>> begin Supplied information

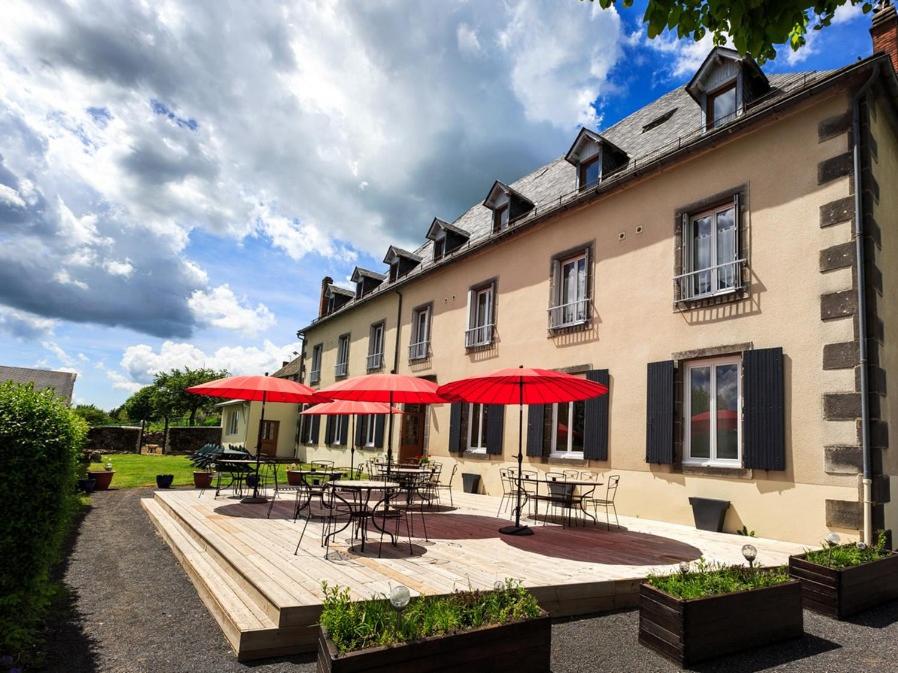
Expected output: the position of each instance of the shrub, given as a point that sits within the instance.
(710, 579)
(40, 443)
(356, 625)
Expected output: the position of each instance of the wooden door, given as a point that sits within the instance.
(268, 440)
(411, 438)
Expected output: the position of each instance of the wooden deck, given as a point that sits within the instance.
(267, 600)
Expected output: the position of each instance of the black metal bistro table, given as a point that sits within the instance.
(356, 495)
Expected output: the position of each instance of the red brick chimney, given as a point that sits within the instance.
(885, 31)
(322, 301)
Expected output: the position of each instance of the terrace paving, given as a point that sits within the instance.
(130, 608)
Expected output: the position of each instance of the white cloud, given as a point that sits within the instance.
(140, 362)
(220, 307)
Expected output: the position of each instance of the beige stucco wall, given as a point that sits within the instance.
(885, 213)
(635, 322)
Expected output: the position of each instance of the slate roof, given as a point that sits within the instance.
(553, 185)
(62, 383)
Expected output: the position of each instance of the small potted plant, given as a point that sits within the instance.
(706, 610)
(164, 480)
(842, 580)
(294, 478)
(102, 477)
(500, 630)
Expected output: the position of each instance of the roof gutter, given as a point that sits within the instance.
(859, 246)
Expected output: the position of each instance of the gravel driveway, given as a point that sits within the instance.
(130, 608)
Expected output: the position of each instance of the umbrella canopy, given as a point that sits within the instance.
(349, 408)
(259, 389)
(391, 388)
(520, 385)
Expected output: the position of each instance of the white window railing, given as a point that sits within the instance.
(375, 361)
(709, 282)
(569, 315)
(479, 336)
(419, 351)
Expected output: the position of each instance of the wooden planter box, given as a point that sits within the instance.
(520, 647)
(689, 631)
(845, 592)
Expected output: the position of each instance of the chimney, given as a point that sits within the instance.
(322, 301)
(884, 31)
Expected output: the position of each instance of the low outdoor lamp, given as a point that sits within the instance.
(750, 552)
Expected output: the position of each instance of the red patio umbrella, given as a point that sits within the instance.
(350, 408)
(521, 386)
(258, 389)
(389, 388)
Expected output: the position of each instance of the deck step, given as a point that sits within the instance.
(249, 628)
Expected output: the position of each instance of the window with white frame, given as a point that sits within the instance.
(480, 317)
(341, 368)
(376, 346)
(563, 425)
(420, 345)
(570, 303)
(370, 430)
(315, 371)
(474, 419)
(712, 405)
(711, 263)
(233, 421)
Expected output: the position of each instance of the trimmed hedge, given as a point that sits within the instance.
(40, 442)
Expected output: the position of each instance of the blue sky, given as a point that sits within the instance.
(171, 194)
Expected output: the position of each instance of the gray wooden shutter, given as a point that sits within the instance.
(660, 412)
(595, 431)
(763, 409)
(535, 416)
(495, 428)
(379, 422)
(455, 444)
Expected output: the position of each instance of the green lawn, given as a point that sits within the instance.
(136, 470)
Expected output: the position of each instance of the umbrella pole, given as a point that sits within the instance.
(518, 529)
(256, 498)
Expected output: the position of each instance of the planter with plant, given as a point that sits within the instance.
(503, 630)
(708, 610)
(842, 580)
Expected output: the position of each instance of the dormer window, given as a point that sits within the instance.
(400, 262)
(507, 205)
(594, 158)
(447, 238)
(724, 85)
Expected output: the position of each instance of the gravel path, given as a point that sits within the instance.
(129, 608)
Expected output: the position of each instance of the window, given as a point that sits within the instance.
(420, 346)
(233, 421)
(480, 318)
(570, 303)
(474, 426)
(315, 372)
(376, 346)
(590, 172)
(370, 430)
(710, 253)
(342, 366)
(721, 106)
(563, 425)
(501, 217)
(712, 412)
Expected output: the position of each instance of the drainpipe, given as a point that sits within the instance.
(862, 304)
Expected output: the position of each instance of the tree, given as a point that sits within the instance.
(755, 26)
(93, 415)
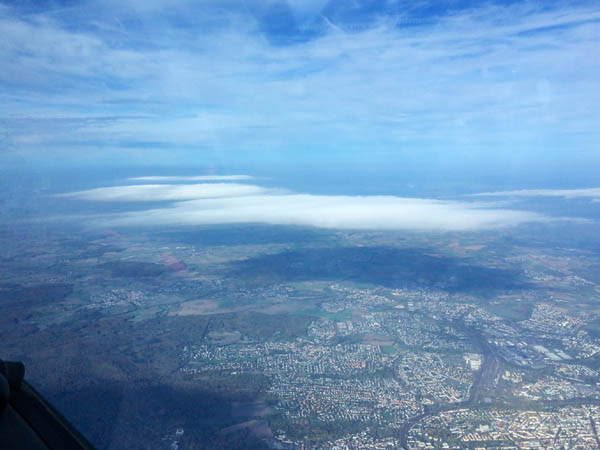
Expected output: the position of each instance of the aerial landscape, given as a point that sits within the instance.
(316, 224)
(272, 336)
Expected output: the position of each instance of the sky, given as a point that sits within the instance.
(447, 86)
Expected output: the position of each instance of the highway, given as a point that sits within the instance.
(486, 375)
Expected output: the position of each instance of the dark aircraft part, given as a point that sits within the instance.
(27, 421)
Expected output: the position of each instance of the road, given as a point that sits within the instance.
(484, 378)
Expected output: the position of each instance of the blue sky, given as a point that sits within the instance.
(286, 82)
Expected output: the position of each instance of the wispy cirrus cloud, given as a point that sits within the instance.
(228, 203)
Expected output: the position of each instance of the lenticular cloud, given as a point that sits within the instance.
(165, 192)
(232, 203)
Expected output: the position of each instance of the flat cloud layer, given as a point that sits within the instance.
(164, 192)
(565, 193)
(195, 178)
(222, 203)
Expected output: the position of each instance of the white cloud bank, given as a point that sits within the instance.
(165, 192)
(220, 203)
(194, 178)
(593, 193)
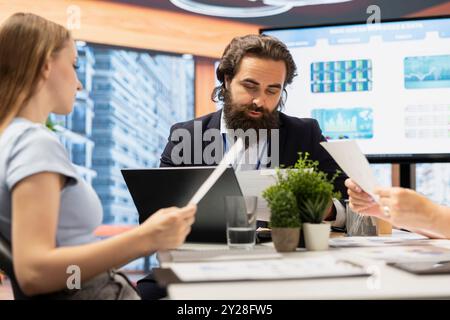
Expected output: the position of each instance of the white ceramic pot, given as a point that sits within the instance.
(316, 236)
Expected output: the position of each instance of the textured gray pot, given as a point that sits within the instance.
(285, 239)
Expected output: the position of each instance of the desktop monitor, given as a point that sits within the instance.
(386, 85)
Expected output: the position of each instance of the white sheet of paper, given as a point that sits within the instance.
(316, 267)
(350, 158)
(253, 183)
(228, 159)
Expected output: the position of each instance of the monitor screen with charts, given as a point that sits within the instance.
(385, 85)
(153, 189)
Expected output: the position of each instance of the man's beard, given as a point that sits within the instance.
(236, 116)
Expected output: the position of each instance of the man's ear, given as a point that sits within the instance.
(227, 82)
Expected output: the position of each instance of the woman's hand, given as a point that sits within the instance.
(407, 208)
(167, 228)
(361, 202)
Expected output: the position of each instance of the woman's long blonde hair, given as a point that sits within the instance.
(27, 41)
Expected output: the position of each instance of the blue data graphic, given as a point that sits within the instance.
(341, 76)
(427, 72)
(345, 123)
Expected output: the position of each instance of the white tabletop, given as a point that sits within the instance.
(384, 283)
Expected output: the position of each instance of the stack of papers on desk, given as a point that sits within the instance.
(398, 238)
(271, 269)
(419, 253)
(223, 254)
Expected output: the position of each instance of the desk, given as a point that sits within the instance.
(385, 283)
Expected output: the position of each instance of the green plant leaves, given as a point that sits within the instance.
(308, 186)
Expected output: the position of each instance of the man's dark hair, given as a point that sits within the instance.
(261, 46)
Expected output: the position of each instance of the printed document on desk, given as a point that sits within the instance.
(269, 269)
(219, 254)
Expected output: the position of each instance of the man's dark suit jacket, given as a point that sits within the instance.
(296, 135)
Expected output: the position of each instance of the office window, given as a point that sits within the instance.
(108, 130)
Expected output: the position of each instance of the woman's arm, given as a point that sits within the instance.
(40, 267)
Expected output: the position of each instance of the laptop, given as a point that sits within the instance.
(153, 189)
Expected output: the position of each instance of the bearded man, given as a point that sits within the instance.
(253, 73)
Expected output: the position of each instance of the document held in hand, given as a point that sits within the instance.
(350, 158)
(229, 158)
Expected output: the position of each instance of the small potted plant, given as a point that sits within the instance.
(313, 192)
(284, 220)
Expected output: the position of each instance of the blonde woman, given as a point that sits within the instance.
(47, 211)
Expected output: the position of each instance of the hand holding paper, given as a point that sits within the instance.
(350, 158)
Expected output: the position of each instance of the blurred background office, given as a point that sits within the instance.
(146, 64)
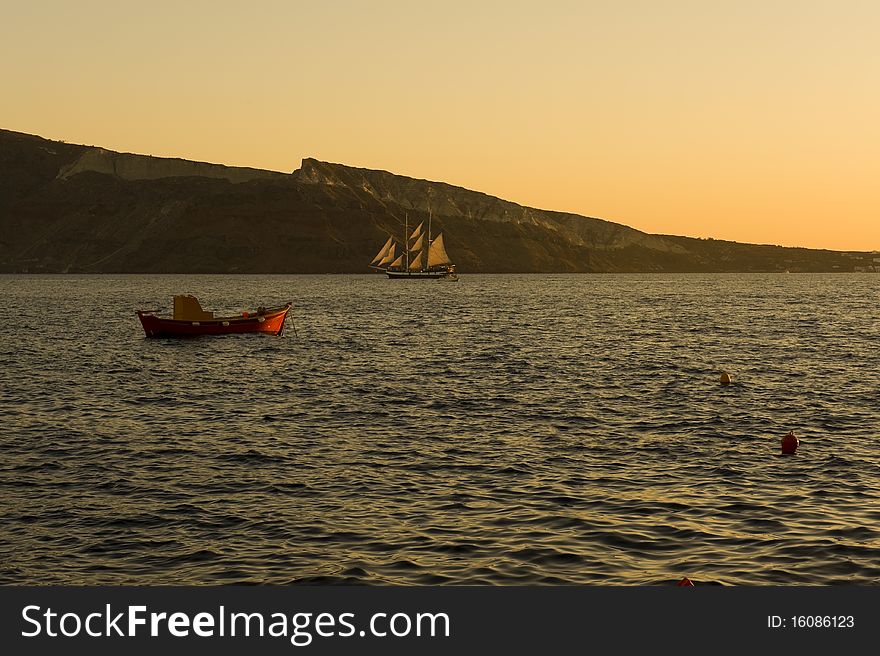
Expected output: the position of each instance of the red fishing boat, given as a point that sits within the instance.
(190, 320)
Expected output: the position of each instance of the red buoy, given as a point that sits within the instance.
(790, 443)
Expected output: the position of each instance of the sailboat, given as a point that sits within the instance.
(420, 256)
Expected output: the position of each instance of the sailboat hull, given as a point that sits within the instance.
(416, 275)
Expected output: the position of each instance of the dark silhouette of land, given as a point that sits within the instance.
(72, 208)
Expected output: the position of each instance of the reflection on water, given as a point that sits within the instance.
(506, 429)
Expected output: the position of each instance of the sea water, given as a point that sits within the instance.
(504, 429)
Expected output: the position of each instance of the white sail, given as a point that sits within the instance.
(384, 250)
(389, 257)
(437, 254)
(417, 262)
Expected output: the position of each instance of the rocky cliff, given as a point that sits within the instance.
(69, 208)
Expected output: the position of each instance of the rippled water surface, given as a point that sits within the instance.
(503, 429)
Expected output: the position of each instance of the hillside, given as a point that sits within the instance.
(71, 208)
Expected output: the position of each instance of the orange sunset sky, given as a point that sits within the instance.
(748, 120)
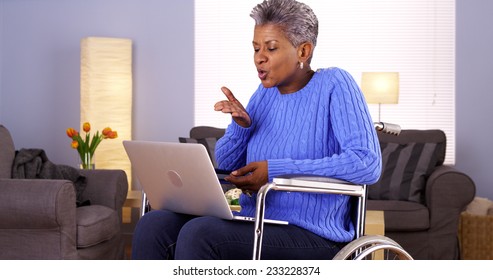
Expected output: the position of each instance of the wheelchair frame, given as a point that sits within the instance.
(362, 247)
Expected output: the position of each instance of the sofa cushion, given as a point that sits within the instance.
(209, 143)
(402, 215)
(96, 224)
(405, 168)
(7, 153)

>> end Supplied information

__Stated problem__: Copy verbatim the span that begins at the line containing "Expected output: the position of each instance of the rippled" and ends at the last line of the material, inclusive of both; exclude pictures.

__Problem solution__:
Expected output: the position of each instance of the rippled water surface, given as a point that sits within the instance.
(503, 429)
Expected output: the position of each instance of the hillside, given as a point that sits within the instance.
(71, 208)
Expected output: the position of each instance of the orange sunset sky, given as a point that sits within the instance.
(748, 120)
Expected output: the position of each instance of the wheelchair frame, given as a point that sits within the instance.
(362, 247)
Expected output: the position of each instance of the sofa cushion, given as a point that sits within the instance.
(209, 143)
(402, 215)
(96, 224)
(405, 168)
(7, 153)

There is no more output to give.